__TAREFAS__
[1] Com base no texto sobre condução autónoma, explique em uma a três frases por que razão, no nível 4, o motorista já poderá dormir a bordo.
[2] Responda às seguintes perguntas sobre o texto de condução autónoma:
(a) Em quantos níveis de evolução está classificada a condução autónoma?
(b) No nível 3, que cenário é dado como exemplo de situação em que o motorista pode ser chamado a intervir?
(c) No nível 5, o que é indicado como deixando de ser necessário?
[3] Apresente a continuação do texto sobre condução autónoma a partir do ponto em que termina.

__EXCERTO FORNECIDO__
▼

Condução autónoma - que futuro para os motoristas?

Assistimos a uma evolução significativa no domínio da inteligência artificial e dos veículos autónomos, ou seja, com capacidade para se conduzirem sem necessidade de intervenção humana.

Condução autónoma

A condução autónoma está classificada em 5 níveis de evolução:

- O nível 1 refere-se à assistência ao condutor em viagem, como por exemplo o Cruise Control, os avisos com activação de travagem e algumas outras funcionalidades que estão disponíveis na maioria dos veículos ligeiros hoje em dia; no nível 1 o motorista realiza todas as tarefas de condução.

- O nível 2 refere-se a uma condução parcialmente automatizada, ou seja, o veículo tem alguma interferência na condução. São exemplo disto a assistência de mudança de faixa (e permanência na faixa de rodagem), a assistência em situações de trânsito «pára-arranca» onde o veículo controla quer a aceleração quer a travagem em circunstâncias controladas, a assistência no estacionamento, entre outros. Neste nível o motorista continua em pleno controlo do carro e apesar de assistido automaticamente deve estar sempre com atenção ao trânsito.

- No nível 3 espera-se uma automação condicionada da condução. Quer isto dizer que o veículo assume a responsabilidade sobre a generalidade da condução, como mudanças de faixa, ultrapassagens, travagens, mas com a condicionante de o motorista poder ser chamado a intervir a qualquer momento, como por exemplo perante um cenário de obras na estrada e faixas condicionadas. Este é o primeiro nível de evolução em que a máquina assume mais responsabilidade do que o ser humano.

- No nível 4 o veículo já está preparado para todas as situações da condução e não requer a intervenção de um ser humano. Mesmo quando confrontado com uma situação inesperada, o veículo tem autonomia de decidir o que fazer (nem que seja encostar) caso o motorista não intervenha. Apesar de neste nível ainda ser requerida a presença de uma pessoa para que as melhores decisões sejam tomadas em qualquer circunstância, o motorista já poderá dormir a bordo.

- O nível 5 representa a automação integral da condução pela viatura. Nem sequer será necessário existir um cockpit ou um volante, ou mesmo qualquer pessoa a bordo.

Em resumo, enunciámos quatro níveis em que a máquina ajuda a pessoa e um quinto em que a substitui. Sob a perspectiva de um motorista profissional de transportes isto é entusiasmante ou preocupante?

▲

[Registos de anotação de pontos]

▼

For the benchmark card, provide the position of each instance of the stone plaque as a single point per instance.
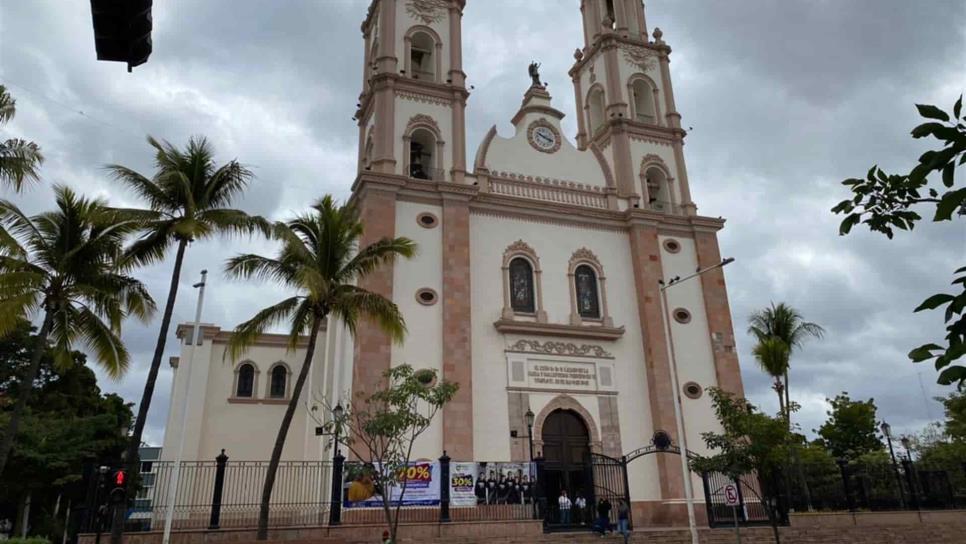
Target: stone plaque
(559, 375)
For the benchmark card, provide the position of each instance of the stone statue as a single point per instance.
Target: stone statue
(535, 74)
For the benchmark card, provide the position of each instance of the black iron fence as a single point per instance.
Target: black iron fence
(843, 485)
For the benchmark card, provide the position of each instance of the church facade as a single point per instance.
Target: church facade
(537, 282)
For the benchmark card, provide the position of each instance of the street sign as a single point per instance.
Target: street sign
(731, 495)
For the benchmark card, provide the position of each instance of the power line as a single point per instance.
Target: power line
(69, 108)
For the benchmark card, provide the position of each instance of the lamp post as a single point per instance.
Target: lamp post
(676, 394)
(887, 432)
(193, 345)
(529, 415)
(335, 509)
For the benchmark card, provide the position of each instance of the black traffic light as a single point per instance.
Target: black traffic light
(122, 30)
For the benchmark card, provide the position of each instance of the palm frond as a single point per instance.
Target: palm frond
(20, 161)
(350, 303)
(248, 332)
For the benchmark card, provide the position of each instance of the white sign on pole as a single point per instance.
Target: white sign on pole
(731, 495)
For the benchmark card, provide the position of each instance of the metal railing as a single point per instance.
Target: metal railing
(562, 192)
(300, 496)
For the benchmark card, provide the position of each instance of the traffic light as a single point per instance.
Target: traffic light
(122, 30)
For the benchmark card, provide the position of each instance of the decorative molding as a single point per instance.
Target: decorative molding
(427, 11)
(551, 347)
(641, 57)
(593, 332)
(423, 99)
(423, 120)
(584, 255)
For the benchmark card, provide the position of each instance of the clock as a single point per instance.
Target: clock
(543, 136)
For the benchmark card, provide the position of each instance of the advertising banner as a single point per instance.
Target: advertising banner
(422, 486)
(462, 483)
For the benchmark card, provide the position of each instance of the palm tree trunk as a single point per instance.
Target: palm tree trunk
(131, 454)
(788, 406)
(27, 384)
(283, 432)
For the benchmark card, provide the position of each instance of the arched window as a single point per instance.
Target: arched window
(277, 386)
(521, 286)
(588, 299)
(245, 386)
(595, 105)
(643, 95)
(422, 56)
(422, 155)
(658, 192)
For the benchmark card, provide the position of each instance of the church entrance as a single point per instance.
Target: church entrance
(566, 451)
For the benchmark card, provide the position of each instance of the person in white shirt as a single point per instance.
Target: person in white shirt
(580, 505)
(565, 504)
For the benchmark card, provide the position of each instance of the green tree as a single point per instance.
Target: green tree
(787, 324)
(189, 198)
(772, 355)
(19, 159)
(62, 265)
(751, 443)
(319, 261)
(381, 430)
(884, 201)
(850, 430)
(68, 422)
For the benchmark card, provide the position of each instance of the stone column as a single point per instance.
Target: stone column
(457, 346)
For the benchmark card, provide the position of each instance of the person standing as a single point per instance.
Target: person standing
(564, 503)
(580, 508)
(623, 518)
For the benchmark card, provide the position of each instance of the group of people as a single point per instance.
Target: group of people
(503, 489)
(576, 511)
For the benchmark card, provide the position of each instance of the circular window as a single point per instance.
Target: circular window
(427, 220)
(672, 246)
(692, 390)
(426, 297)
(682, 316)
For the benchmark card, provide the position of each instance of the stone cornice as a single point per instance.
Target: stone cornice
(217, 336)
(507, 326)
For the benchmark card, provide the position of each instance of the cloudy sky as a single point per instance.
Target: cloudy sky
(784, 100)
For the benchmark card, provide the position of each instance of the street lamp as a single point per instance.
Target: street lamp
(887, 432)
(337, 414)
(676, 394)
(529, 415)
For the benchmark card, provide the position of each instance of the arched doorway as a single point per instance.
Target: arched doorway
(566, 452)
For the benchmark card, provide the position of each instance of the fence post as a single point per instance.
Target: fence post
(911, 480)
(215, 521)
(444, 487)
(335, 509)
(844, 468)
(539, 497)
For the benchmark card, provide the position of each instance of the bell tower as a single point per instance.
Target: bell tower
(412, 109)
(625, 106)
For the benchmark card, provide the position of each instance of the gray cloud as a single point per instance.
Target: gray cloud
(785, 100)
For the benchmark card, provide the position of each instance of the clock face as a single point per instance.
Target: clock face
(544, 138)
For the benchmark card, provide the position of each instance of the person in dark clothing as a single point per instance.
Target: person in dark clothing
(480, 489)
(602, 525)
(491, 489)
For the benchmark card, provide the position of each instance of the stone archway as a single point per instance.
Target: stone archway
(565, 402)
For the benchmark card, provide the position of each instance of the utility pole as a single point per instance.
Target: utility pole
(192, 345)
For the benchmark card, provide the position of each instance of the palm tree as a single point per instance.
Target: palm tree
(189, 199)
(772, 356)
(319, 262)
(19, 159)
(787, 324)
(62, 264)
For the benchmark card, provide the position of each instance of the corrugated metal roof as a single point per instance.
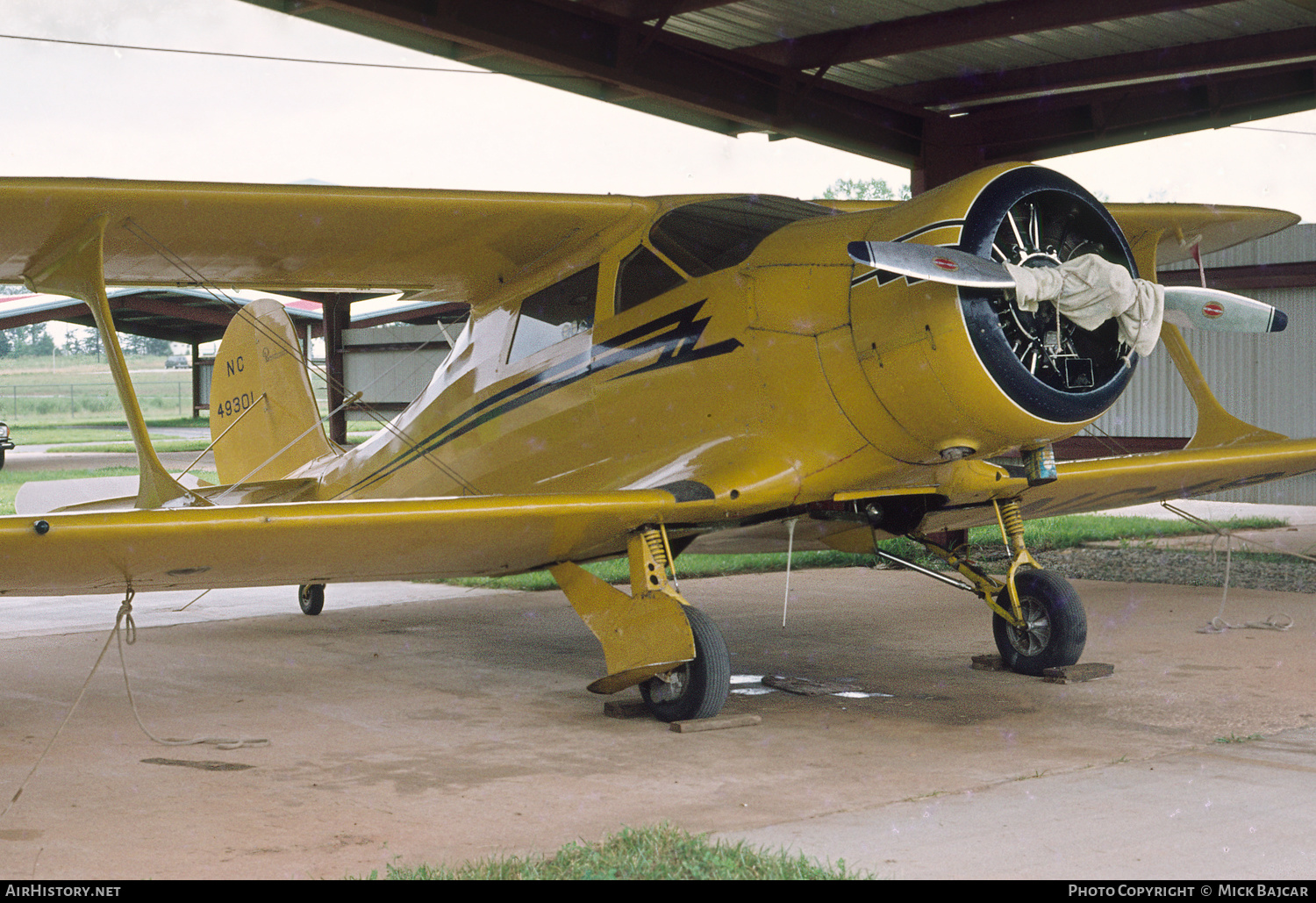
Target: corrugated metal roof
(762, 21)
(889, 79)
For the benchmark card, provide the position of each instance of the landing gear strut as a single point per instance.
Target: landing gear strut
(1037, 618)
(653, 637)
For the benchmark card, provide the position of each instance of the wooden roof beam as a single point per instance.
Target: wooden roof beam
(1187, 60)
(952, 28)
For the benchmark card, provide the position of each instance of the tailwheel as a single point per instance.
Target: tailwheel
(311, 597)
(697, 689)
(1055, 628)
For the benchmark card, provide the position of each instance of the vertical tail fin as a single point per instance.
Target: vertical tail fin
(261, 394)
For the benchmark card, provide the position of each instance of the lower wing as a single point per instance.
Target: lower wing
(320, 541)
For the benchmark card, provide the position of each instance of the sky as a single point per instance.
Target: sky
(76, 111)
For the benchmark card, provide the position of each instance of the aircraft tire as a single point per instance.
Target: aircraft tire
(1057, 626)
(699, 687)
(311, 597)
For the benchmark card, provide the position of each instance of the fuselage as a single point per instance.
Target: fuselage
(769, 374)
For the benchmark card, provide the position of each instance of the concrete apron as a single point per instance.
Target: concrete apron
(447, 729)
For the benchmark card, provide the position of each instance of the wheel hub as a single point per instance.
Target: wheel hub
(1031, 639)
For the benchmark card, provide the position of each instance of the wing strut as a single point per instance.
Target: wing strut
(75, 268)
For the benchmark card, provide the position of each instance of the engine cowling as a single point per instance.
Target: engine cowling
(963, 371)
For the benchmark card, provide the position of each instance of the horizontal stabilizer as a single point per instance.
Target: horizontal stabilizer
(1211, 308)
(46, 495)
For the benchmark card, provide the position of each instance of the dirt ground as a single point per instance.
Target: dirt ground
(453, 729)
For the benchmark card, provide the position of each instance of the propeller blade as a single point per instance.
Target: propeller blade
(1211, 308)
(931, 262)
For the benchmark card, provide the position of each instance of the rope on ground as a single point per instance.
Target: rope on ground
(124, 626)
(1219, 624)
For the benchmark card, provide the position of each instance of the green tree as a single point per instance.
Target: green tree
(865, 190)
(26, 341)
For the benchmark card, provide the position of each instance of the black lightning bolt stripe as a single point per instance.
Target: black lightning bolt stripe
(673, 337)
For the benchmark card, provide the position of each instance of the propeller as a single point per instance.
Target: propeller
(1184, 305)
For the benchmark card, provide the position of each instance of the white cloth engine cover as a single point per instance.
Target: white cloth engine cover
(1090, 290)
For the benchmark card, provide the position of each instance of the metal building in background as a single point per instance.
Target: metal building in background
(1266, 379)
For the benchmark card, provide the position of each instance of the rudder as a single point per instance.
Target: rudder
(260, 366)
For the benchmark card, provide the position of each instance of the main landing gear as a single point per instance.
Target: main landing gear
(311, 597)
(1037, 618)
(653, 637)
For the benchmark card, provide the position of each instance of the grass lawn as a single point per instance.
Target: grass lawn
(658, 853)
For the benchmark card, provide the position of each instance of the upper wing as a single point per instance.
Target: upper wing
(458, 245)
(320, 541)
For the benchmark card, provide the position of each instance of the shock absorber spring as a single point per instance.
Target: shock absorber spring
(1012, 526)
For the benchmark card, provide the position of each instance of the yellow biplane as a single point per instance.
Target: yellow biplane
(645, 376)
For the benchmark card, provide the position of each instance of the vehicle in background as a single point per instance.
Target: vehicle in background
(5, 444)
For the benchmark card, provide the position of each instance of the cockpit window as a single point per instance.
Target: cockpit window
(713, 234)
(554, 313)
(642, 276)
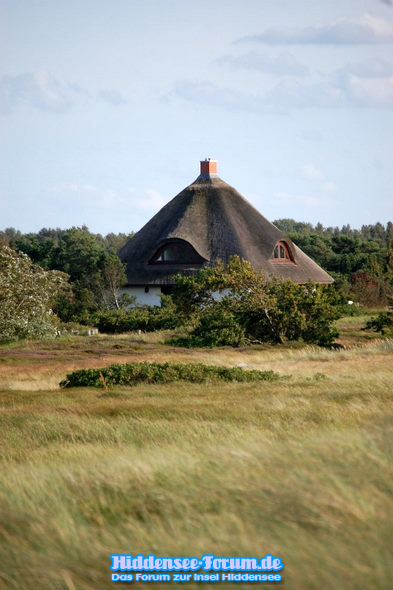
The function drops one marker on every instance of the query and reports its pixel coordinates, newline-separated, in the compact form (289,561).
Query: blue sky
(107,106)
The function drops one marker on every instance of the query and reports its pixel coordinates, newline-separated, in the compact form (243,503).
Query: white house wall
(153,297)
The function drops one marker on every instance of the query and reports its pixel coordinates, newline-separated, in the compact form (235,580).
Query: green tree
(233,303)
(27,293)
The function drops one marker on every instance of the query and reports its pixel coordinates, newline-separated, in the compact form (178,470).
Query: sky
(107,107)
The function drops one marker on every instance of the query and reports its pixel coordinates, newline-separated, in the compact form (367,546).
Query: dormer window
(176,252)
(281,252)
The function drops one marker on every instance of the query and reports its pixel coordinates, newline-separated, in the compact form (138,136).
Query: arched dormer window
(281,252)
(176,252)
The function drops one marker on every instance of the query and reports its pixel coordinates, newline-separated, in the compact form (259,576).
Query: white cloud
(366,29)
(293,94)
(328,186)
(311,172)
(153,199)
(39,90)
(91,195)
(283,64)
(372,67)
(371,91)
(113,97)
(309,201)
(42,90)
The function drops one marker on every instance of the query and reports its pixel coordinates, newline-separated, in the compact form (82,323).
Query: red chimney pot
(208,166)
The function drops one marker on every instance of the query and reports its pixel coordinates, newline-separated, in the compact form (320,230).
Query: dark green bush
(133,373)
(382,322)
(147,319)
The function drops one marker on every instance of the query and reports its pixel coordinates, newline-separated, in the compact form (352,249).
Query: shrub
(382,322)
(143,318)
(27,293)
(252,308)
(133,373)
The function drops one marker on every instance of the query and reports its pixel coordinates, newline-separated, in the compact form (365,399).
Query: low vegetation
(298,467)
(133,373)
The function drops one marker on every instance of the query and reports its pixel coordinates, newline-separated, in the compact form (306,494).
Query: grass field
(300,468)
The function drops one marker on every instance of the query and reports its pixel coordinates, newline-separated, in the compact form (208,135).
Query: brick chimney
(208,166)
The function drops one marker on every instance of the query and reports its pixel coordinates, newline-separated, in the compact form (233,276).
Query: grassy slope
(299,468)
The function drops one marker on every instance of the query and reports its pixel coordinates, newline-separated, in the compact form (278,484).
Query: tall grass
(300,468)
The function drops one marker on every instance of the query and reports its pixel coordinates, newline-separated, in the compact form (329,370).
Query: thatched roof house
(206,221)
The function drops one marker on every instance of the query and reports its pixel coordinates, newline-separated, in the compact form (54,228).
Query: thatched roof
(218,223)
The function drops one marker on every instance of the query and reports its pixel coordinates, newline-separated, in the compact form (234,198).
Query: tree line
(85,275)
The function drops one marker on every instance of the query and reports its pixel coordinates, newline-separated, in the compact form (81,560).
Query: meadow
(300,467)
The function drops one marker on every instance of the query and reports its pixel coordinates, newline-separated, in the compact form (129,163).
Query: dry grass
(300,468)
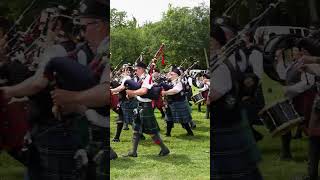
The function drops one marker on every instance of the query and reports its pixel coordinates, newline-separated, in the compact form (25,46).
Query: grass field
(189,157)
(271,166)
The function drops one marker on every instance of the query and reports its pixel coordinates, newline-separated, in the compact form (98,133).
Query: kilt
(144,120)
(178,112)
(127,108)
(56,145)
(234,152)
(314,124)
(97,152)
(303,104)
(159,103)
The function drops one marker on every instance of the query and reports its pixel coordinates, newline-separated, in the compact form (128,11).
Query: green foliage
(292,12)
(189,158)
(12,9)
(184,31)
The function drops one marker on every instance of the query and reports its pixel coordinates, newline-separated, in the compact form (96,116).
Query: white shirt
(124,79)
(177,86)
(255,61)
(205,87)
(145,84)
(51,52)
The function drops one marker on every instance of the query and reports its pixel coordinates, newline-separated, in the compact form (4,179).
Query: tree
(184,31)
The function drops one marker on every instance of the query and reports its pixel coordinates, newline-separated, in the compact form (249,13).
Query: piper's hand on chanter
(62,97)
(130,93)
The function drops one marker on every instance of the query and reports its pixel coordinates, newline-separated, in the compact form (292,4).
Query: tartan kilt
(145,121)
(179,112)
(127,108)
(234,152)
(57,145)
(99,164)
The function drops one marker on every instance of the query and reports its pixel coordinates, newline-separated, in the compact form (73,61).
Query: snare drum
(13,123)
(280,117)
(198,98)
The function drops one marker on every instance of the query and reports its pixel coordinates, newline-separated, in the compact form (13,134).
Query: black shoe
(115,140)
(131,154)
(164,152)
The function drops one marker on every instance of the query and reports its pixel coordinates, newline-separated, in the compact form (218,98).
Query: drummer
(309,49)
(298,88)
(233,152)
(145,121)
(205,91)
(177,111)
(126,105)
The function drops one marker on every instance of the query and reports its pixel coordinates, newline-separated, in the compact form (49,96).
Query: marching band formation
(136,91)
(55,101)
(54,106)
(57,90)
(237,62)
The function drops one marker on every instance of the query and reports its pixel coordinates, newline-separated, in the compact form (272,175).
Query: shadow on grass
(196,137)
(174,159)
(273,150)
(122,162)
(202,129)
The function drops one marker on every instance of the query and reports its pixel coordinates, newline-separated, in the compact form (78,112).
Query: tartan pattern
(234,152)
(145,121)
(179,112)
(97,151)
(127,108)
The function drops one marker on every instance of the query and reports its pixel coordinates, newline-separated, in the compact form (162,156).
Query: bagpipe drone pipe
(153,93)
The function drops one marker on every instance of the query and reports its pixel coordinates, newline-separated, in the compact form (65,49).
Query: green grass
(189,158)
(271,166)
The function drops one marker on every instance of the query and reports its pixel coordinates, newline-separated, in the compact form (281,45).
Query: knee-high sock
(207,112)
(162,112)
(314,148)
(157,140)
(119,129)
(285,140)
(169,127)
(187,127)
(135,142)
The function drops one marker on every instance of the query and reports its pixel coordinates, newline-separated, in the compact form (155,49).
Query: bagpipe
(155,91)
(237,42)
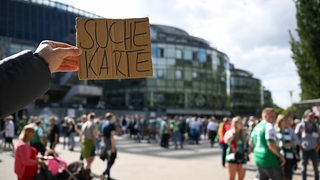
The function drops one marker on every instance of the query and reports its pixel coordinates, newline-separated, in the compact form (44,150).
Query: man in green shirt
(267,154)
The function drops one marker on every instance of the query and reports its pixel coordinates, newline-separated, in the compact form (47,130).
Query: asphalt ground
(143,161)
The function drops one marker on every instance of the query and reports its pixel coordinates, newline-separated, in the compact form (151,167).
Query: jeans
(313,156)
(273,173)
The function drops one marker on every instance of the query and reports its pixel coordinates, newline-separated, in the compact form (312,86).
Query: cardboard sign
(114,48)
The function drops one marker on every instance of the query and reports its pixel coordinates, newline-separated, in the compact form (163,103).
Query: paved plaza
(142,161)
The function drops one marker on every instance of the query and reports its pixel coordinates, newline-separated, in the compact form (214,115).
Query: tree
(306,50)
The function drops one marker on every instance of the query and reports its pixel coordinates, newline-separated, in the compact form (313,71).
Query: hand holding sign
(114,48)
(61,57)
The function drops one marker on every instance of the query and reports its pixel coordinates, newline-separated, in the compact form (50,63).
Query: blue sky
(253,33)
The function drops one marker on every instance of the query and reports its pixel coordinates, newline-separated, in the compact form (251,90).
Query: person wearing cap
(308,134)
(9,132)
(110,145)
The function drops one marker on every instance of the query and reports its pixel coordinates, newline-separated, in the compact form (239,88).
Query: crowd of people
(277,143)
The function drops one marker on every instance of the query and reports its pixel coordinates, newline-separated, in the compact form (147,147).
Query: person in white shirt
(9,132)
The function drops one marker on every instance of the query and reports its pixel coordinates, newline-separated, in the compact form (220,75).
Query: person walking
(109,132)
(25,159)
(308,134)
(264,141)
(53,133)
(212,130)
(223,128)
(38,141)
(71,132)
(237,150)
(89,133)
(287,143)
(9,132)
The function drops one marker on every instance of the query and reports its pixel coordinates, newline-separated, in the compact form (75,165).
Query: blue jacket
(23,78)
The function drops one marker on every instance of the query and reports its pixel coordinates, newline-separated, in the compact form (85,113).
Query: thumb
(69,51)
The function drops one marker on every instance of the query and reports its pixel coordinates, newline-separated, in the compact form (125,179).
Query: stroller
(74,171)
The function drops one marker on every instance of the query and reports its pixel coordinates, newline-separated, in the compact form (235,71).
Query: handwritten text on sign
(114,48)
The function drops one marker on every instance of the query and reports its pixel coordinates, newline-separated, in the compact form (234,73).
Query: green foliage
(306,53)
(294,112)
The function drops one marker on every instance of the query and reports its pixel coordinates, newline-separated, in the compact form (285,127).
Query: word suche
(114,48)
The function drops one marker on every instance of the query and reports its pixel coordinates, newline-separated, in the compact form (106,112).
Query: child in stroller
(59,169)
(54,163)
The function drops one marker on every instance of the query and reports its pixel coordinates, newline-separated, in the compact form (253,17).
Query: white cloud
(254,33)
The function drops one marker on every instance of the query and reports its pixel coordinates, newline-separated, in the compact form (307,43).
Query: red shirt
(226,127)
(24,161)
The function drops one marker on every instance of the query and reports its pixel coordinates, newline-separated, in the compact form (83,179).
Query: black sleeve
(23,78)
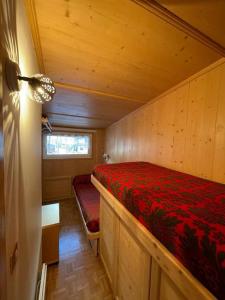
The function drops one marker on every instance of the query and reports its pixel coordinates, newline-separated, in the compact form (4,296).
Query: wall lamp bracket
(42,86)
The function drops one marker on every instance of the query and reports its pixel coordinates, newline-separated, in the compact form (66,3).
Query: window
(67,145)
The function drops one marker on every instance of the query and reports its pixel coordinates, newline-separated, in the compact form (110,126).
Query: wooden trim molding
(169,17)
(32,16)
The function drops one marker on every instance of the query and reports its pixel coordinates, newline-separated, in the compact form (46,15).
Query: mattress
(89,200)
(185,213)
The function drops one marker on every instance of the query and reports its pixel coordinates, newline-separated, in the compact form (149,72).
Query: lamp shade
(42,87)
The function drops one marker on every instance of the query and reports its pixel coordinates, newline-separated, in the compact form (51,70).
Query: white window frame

▲

__RESPOSTAS ESPERADAS__
[1] Porque, neste nível, o veículo já está preparado para todas as situações da condução e não requer a intervenção de um ser humano. Mesmo perante uma situação inesperada, tem autonomia para decidir o que fazer, nem que seja encostar, caso o motorista não intervenha.

[2]
(a) Em 5 níveis.
(b) Um cenário de obras na estrada e faixas condicionadas.
(c) Um cockpit ou um volante, ou mesmo qualquer pessoa a bordo.

[3]
Condução autónoma

Os motoristas de hoje

A profissão de motorista de transportes de longo curso tem aspectos de particular desgaste físico e psicológico. A pernoita fora de casa durante dias ou semanas consecutivas é talvez o factor mais penalizante para estes profissionais. É um desgaste pessoal e familiar. Muitas vezes conduzem-se dias a fio sem necessariamente haver uma recepção efusiva ao chegar a um local de carga de ou descarga. Pelo contrário, o tratamento pessoal nestes locais também deixa muito a desejar.

Com efeito, a rotatividade de profissionais neste sector é significativa, havendo muitos que abandonam a profissão ou remetem-se apenas ao transporte regional (mais conhecido por LTL, Less-than-truckload, em que as viagens diárias terminam sempre próximo de casa).

Na Europa refere-se muita falta de motoristas, com a Alemanha a liderar as necessidades não supridas em valores de vários milhares até 2020. Portugal também apresenta algum défice apesar de não serem conhecidos números oficiais.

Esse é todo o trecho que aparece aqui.